• Goal: Repeat every line of the listing below word for word, keeping the layout unchanged. Leave out the pictures.

-- Begin Dataset rows --

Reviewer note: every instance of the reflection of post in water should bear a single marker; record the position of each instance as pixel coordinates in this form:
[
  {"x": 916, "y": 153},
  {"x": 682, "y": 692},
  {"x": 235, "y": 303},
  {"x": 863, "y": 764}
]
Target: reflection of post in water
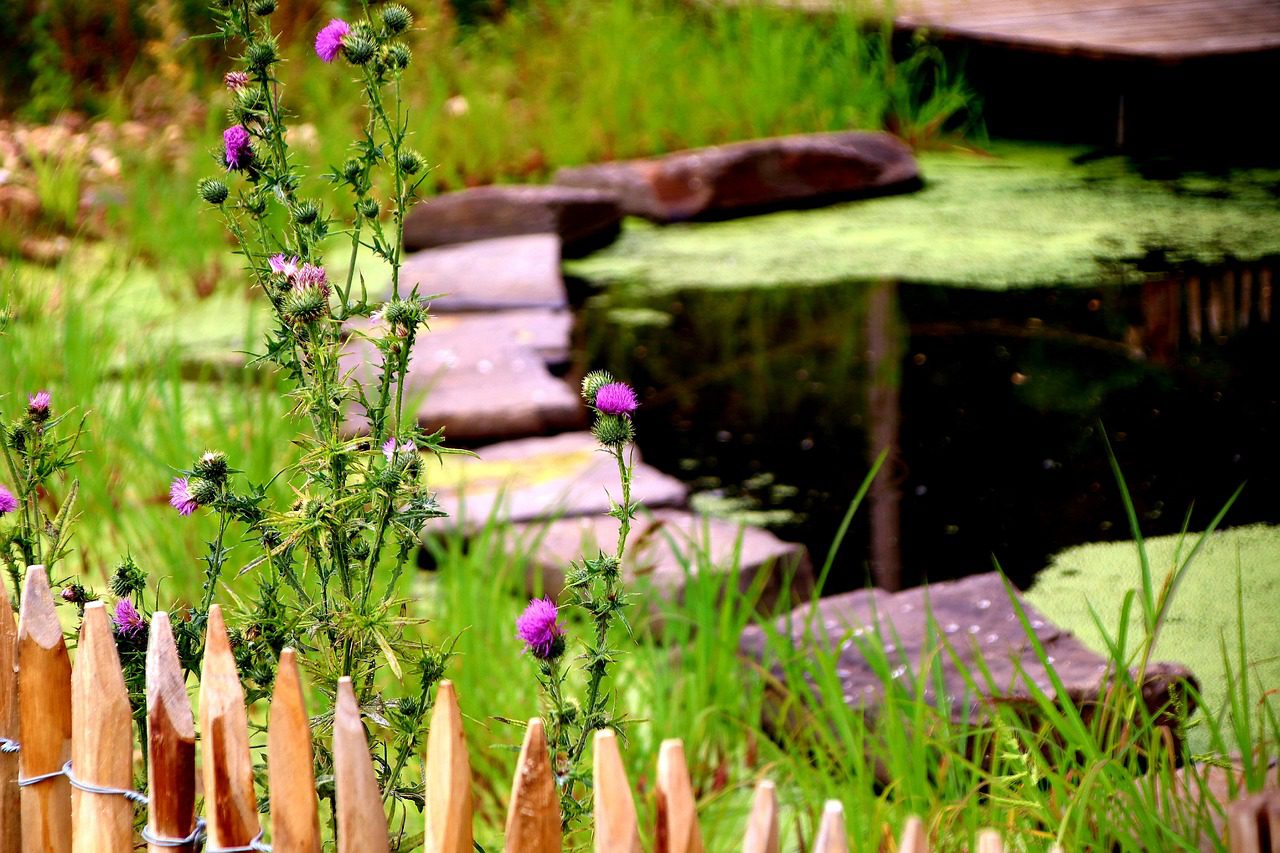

-- End Dataset rows --

• Result of the task:
Reviewer note: every instance of the reflection of post in water should bear a single marker; record the position of each instance as pixel coordinates in this form:
[
  {"x": 916, "y": 153},
  {"x": 682, "y": 692},
  {"x": 235, "y": 303},
  {"x": 863, "y": 764}
]
Target: reflection of post in water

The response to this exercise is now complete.